Texte de la page -
-*-
Y avait-il aussi une idéologie derrière tout ça?

Schaeffer avait son idéologie, c'était de faire un solfège généralisé. Moi, je trouvais que le solfège n'était pas suffisant–c'était un instrument qui permettait d'une certaine manière de reconnaître les sons, de jouer avec, de les écouter. J'ai pourtant appris à écouter beaucoup. On enregistre d'abord des tôles, du piano, des ressorts, et puis, à partir du moment où on se prive de la vision, on est dans un milieu où on écoute des bandes et on écoute ce qu'elles disent. On n'écoute plus les images, on n'écoute plus la causalité. L'idéologie c'était de ne pas employer des sons en tant qu'instrument, mais en tant que sons sur la bande magnétique, où ils abandonnaient le côté causal: c'était plus une clarinette, c'était plus un ressort, c'était plus un piano. C'était un son qui avait une forme, un développement, une façon de vivre.

Comment votre travail avec les bandes a-t-il influencé votre écriture instrumentale?

J'arrivais à faire un travail concret, un travail électro et par ailleurs continuer ma vie d'écrivain d'orchestre, d'instruments. Mais évidemment les découvertes sonores pouvaient donner des désirs instrumentaux très différents, quelquechose qui n'était plus en rapport avec les données sérielles. Ma musique instrumentale était à l'époque atonale, encore que.. quelquefois avec des choses harmoniques. C'était aussi l'époque des collages.. et il y avait aussi l'influence de John Cage.

Revenons à cela un peu.. pourquoi pour vous était-ce une rencontre si importante?

C'était quelquechose qui n'avait plus aucune relation avec la musique qu'on entendait à l'époque, qui était la musique sérielle. C'était aussi une façon d'aborder l'instrument en tournant autour.. c'est à dire, on avait un piano mais on ne l'utilisait pas comme piano, ce qui était déjà très proche de la démarche concrète. Surtout, c'était une musique de provocation à autre chose: qu'est-ce qui se passait comme théâtre quand il tournait autour du piano? quand il utilisait les sifflets dans une casserole d'eau? quand ils étaient tous les deux (avec David Tudor) à réagir ensemble avec probablement un programme défini mais un programme secret..? Finalement, c'était la découverte de cette définition et de ce concept qui étaient complètement mystérieux. Cage était complètement provocateur. On riait comme des fous et il adorait ça! Je dois dire que Boulez riait un petit peu, mais il riait pas franchement.. il riait jaune.. (Rires)

Avec Messiaen vous n'avez pas aimé tous les "bagages" genre oiseaux, couleurs, religion–mais Cage avait aussi ses obsessions Zen, champignons, et cetera.. Ca ne vous a pas gêné?
-*-
Données enregistrées -
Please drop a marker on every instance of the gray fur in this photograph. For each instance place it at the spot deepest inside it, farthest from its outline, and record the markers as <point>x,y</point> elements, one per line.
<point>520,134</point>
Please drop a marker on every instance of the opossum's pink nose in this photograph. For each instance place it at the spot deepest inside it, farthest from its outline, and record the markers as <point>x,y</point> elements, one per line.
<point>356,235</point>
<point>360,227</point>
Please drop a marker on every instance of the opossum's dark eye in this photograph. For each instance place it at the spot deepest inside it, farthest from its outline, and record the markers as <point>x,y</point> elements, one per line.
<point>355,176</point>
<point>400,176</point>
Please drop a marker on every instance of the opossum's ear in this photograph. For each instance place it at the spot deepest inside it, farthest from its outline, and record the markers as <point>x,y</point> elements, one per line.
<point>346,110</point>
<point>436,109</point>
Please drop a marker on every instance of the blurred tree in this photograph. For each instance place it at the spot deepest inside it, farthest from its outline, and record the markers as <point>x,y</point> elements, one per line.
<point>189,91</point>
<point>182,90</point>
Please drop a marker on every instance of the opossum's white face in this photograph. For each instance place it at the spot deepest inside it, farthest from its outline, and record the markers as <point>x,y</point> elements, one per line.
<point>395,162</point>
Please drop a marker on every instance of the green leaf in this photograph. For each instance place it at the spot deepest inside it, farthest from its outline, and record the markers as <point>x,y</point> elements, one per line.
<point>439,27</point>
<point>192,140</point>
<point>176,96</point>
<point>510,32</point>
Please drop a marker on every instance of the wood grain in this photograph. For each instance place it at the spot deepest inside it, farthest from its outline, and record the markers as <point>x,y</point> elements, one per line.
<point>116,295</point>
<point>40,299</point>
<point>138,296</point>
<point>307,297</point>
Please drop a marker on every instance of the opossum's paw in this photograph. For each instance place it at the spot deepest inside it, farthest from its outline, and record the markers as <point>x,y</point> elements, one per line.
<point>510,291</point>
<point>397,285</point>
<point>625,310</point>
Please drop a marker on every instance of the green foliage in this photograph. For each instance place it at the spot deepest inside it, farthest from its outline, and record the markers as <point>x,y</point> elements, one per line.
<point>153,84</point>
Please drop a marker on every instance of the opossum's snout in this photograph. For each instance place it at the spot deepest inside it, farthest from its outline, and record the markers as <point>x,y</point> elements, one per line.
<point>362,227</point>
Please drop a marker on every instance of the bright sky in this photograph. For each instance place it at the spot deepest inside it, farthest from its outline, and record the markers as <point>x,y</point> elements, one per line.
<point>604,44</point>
-*-
Objectifs -
A - D'après le texte de la page, quelle était l'idéologie de Schaeffer ?
B - Résumez le texte de la page en deux phrases.
Les enregistrements forment un matériau à part, indépendant du texte de la page.

Réponses dans l'ordre -
A - Faire un solfège généralisé.

B - La personne interrogée explique que le travail sur bande magnétique consistait à employer les sons non plus comme instruments mais comme sons ayant leur propre forme, détachés de leur cause, et que ces découvertes ont suscité des désirs instrumentaux éloignés des données sérielles. Elle décrit aussi sa rencontre avec John Cage comme importante, car cette musique provocatrice, sans rapport avec la musique sérielle de l'époque, utilisait le piano autrement que comme un piano.